● Required action
Lines containing "black" should be pulled from the material below.
★ ★ ★
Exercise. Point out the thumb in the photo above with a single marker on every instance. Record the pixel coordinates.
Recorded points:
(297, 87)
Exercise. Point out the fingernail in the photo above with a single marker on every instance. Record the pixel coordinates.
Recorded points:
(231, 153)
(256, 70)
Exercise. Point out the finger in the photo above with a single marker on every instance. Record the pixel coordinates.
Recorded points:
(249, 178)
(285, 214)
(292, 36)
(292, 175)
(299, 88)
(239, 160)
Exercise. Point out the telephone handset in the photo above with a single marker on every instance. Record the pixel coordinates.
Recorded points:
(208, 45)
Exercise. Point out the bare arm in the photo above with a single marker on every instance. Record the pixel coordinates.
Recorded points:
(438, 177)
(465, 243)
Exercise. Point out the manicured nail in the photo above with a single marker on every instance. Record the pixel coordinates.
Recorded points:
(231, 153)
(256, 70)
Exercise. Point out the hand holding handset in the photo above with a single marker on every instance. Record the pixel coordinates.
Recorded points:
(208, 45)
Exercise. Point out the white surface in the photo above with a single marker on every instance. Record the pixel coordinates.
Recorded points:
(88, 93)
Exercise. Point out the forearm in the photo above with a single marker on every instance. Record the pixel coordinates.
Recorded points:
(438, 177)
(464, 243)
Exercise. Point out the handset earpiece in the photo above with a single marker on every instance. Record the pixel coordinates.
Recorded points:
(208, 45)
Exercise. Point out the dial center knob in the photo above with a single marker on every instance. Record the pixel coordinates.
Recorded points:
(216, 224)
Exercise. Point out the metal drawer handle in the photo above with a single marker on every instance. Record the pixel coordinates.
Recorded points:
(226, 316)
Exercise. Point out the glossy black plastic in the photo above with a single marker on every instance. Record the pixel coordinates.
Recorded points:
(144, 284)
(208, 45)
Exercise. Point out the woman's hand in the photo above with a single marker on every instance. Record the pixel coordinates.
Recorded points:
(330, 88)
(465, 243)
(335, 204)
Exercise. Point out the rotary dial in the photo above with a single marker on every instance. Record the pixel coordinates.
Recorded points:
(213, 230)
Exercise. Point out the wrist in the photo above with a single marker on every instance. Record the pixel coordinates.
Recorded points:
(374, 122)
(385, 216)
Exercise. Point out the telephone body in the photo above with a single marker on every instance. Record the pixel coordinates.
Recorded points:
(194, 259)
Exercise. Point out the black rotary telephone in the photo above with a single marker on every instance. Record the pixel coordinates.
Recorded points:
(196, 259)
★ ★ ★
● Answer to this exercise
Exercise. Point out the glossy black plastic in the photo above with a single marker on every instance. Record the pixel coordinates.
Exercise. Point out the black rotary telephone in the photo above with a single marker on every instance. Record the pixel coordinates.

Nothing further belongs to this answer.